## PROBLEM REQUIREMENTS
Output the entries below unchanged, except for the pictures.

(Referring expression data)
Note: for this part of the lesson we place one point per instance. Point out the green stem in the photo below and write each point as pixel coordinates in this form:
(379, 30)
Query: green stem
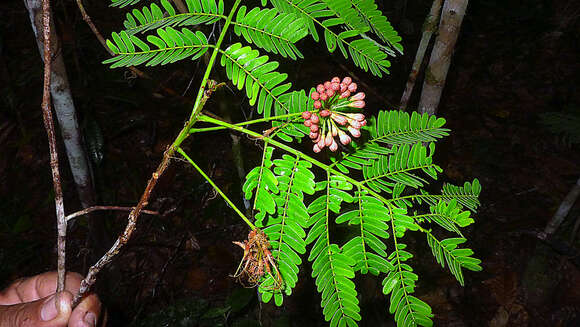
(297, 153)
(201, 94)
(249, 122)
(211, 182)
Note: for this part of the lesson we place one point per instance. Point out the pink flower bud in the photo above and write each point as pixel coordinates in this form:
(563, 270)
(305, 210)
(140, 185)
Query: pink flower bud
(344, 94)
(344, 139)
(333, 146)
(341, 120)
(352, 87)
(358, 96)
(334, 130)
(328, 139)
(357, 104)
(353, 131)
(314, 119)
(354, 123)
(314, 128)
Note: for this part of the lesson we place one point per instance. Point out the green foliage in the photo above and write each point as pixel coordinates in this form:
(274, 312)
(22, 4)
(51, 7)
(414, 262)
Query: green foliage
(342, 28)
(564, 123)
(153, 17)
(272, 31)
(374, 190)
(171, 44)
(376, 207)
(446, 251)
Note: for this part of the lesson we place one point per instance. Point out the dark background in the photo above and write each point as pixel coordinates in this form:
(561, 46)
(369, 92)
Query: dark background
(514, 62)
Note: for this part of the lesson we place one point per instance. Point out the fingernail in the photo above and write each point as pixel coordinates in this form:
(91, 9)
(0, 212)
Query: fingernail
(49, 311)
(90, 319)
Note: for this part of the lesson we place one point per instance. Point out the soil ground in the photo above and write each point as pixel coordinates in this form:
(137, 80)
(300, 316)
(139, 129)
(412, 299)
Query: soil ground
(514, 63)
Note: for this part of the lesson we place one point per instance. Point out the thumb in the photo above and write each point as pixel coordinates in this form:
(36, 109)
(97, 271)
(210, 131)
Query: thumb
(51, 311)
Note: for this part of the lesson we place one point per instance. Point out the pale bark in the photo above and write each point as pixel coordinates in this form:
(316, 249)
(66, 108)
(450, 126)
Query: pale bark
(429, 26)
(40, 9)
(436, 73)
(563, 209)
(64, 108)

## WRITTEN SOLUTION
Note: for this part of the lesson we place one point per instance. Point out the green stem in the photo below and write each point as pixel coordinates in this form:
(379, 30)
Query: green stem
(297, 153)
(201, 94)
(249, 122)
(211, 182)
Note: for this part of the lesson we place one point per instance. Point out the pink flower bud in the photo above and write each point as pixel coordinates in this form:
(563, 270)
(305, 210)
(140, 185)
Query: pink flower bud
(344, 94)
(344, 139)
(333, 146)
(341, 120)
(352, 87)
(358, 96)
(334, 130)
(328, 139)
(357, 104)
(353, 131)
(314, 119)
(354, 123)
(314, 128)
Note: for this part of the lesson we place one point per instance. Point out the green foliage in the photo above and write each point as pixel coordinates in this form:
(274, 312)
(22, 4)
(51, 7)
(414, 262)
Query: green foliage
(342, 28)
(564, 123)
(153, 17)
(272, 31)
(374, 190)
(171, 44)
(376, 207)
(446, 251)
Note: for this part of the lesson we place one point per instance. Point out the dark background in the photo above and write each point as pixel coordinates in this form:
(561, 46)
(369, 92)
Query: dark background
(514, 62)
Note: for this part of the lesson we place one point per instance. Point out the fingernail in the photo above and write each point as pixel coordinates in this form:
(91, 9)
(0, 212)
Query: fingernail
(49, 311)
(90, 319)
Note: for this part of the lesson we place one point per instance. Point out the soil ground in the photo above and write each point as pixel coordinates in this form:
(137, 80)
(300, 316)
(139, 129)
(412, 299)
Query: soil ground
(514, 63)
Note: for this part of the lesson we place one point per instance. Point out the thumb in the photo above and write each point as pixel coordinates in this form:
(36, 109)
(97, 271)
(210, 131)
Query: thumb
(51, 311)
Note: for this part of the lesson we place one point per instance. Point out the pale bark in the photo above and write each point as pixel coordinates in this form:
(316, 249)
(66, 108)
(450, 126)
Query: pale bark
(429, 26)
(40, 9)
(436, 73)
(563, 209)
(64, 108)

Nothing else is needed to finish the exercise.